**AIM OF THE EXERCISE**
Repeat all of the data precisely.

**DATA EXTRACTS**

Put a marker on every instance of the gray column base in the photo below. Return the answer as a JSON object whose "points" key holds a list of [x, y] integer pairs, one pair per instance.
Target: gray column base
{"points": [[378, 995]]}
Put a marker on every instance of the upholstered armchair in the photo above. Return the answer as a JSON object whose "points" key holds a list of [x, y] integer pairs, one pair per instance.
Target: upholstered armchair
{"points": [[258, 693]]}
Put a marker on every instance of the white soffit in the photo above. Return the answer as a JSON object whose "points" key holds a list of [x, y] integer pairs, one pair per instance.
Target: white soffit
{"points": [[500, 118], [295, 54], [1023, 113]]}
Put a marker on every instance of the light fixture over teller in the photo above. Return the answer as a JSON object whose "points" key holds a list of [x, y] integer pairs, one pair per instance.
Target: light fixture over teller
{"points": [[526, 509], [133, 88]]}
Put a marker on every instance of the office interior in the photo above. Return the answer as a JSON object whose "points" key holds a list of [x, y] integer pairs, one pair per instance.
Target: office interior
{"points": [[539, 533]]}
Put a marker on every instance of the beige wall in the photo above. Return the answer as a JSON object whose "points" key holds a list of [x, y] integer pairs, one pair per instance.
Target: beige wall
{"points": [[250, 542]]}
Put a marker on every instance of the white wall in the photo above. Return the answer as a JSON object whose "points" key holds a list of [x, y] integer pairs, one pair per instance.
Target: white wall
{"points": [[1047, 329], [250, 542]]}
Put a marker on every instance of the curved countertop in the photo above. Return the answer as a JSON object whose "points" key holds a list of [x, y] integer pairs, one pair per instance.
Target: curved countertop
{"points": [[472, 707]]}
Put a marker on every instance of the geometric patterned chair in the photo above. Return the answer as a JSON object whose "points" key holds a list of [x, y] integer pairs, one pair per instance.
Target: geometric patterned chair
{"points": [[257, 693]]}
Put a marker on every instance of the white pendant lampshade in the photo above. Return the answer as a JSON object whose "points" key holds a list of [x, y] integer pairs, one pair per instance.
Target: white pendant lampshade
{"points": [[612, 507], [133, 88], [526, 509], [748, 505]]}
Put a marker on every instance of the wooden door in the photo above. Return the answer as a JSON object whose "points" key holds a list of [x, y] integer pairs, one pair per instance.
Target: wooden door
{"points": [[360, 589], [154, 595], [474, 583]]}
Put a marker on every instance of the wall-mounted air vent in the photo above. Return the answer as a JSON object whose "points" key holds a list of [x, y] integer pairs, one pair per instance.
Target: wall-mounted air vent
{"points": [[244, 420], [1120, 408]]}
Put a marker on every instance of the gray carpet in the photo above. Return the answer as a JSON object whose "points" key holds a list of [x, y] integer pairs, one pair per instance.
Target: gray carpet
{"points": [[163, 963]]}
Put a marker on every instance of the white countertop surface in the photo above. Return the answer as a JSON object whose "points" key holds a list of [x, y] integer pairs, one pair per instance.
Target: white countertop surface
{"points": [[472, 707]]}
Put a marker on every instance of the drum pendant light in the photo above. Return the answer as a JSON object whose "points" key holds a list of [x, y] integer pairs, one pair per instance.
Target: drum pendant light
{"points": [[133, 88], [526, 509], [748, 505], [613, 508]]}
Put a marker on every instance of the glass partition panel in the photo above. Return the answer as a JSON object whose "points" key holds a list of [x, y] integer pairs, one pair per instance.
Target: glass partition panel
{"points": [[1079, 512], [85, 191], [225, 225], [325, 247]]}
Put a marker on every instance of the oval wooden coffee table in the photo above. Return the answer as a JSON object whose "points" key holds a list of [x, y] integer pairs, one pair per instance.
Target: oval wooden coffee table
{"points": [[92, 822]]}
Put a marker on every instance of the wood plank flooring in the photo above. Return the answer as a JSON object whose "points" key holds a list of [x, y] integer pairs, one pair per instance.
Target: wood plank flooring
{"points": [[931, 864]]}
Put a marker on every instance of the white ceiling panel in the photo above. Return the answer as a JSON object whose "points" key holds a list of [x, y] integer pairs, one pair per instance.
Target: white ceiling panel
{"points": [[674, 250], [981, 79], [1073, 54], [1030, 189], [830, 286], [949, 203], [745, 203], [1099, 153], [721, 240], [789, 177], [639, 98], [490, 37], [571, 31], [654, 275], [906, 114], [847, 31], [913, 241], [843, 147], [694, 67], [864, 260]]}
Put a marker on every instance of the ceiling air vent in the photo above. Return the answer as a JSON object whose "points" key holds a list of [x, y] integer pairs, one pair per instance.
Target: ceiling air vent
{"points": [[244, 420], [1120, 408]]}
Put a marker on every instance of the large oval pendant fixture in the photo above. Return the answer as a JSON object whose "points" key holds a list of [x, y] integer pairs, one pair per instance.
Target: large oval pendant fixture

**OUTPUT**
Put a marker on every instance of the gray column base in the photo below. Return the answer as a JSON object whose "points" key holds a list of [x, y] integer pairs, one pair per instance.
Target: gray column base
{"points": [[378, 995]]}
Put a marker on every instance of the upholstered armchair in the photo above. Return the answer as a JSON object whose "points" key holds a list of [x, y] integer pairs, one pair per instance.
Target: upholstered armchair
{"points": [[258, 693]]}
Put a marker on every instance of the white soffit in the photo above. Return the answer as a JSON object whose "points" key holds a list of [x, y] integer pairs, one pair per instance.
Target: white soffit
{"points": [[500, 118], [295, 54], [1023, 113]]}
Put a marker on every instance of the light fixture over teller in the photo above. Return the answer as a JSON object whose "points" key holds a list of [x, y] integer pairs, one pair per instance.
Target: light fixture over teller
{"points": [[526, 509], [133, 88]]}
Put a marker on every instance of the office interior in the photo above. Return the answer as a JSON object whose "points" key holds a list of [x, y] integer pairs, one pair per instance.
Target: office interior
{"points": [[539, 533]]}
Put a marker on every instance of the beige wall in the photo above. Return the answer as a JSON object whose "points" key holds a list of [x, y] integer pairs, one pair per instance.
Target: beige wall
{"points": [[250, 542]]}
Put a marker on every instance of the white wall in the photo above. Return the answer as a JSON object whose "points" key holds a list of [x, y] integer pairs, one pair per instance.
Target: white wall
{"points": [[1047, 329], [250, 542]]}
Put a marker on every instance of the curved countertop in the photo above. Return the answer as a JSON object whose "points" key holds a list of [x, y] integer pairs, one pair per instance.
Target: curved countertop
{"points": [[472, 707]]}
Put a marker on every instance of the geometric patterned chair in the photo above. Return the answer as a JSON object whose "points" key holds a list of [x, y] integer pairs, one pair per instance.
Target: geometric patterned chair
{"points": [[257, 693]]}
Put a marker on every instance of the white pendant lampshade in the photo above. Return the answer as a JSON object whose "points" key holds a list of [x, y] integer pairs, one pair per instance.
Target: white pendant lampshade
{"points": [[612, 507], [133, 88], [526, 509], [748, 505]]}
Put a marker on every instance of the wooden door in the photo above. Return the answer as a JSON object whose "points" key holds a list of [x, y] integer pairs, one pair per instance.
Target: wooden door
{"points": [[360, 589], [154, 595], [474, 583]]}
Put a marker on every instance of the wall-mounted air vent in the photo above. Return the answer as a JSON object whose "points" key holds a list of [x, y] integer pairs, one pair per instance.
Target: wall-mounted air vent
{"points": [[244, 420], [1120, 408]]}
Put a marker on every instance of the gray carpet in the photo above. Return the answer as a JSON object whose "points" key holds a list of [x, y] integer pairs, one pair per instance.
Target: gray carpet
{"points": [[163, 963]]}
Put a marker on every instance of the white countertop surface in the photo above. Return the answer as a JSON object whose "points" key holds a list of [x, y] integer pairs, one pair per instance.
Target: white countertop surface
{"points": [[472, 707]]}
Put a marker on every instance of the drum pendant light in the photo above. Return the answer as a JSON object whose "points" key holds a list of [x, y] integer pairs, one pair per instance.
Target: drum pendant light
{"points": [[133, 88], [526, 509], [748, 505], [613, 508]]}
Put a marker on every instance of the glass partition panel in the photo above. Return the answer as a JSON object whose "points" key holds a list of [x, y] integer pairs, one pair per instance.
Target: glass partition panel
{"points": [[1079, 512], [85, 191], [225, 225], [325, 247]]}
Put a marker on every instance of the oval wooden coffee table in the photo above. Return the answer as a JSON object whose "points" key holds a list of [x, y] integer pairs, one pair per instance.
Target: oval wooden coffee table
{"points": [[92, 822]]}
Put a marker on every instance of the wood plank flooring in the photo above. Return the answer as a JSON object whose "points" key holds a list of [x, y] integer pairs, one pair per instance.
Target: wood plank flooring
{"points": [[931, 864]]}
Put a marker on every instance of the white ceiling panel in the photo above. Return the answer as a JSON object whose "points" key holds a list of [x, y] integer pairs, one pair per instance.
Target: white ceiling panel
{"points": [[674, 250], [981, 79], [1073, 54], [1030, 189], [830, 286], [949, 203], [745, 203], [1099, 153], [721, 240], [789, 177], [639, 98], [490, 37], [571, 31], [654, 275], [906, 114], [847, 31], [913, 241], [843, 147], [694, 67], [864, 260]]}
Put a marker on every instance of the ceiling air vent in the photo above. Return the answer as a JSON object whose "points" key holds a list of [x, y] integer pairs, one pair per instance.
Target: ceiling air vent
{"points": [[244, 420], [1120, 408]]}
Put a marker on every instance of the large oval pendant fixture in the photo above. Return the answer as a JSON object whose "points" key holds a list of [x, y] integer pairs, one pair per instance.
Target: large oval pendant fixture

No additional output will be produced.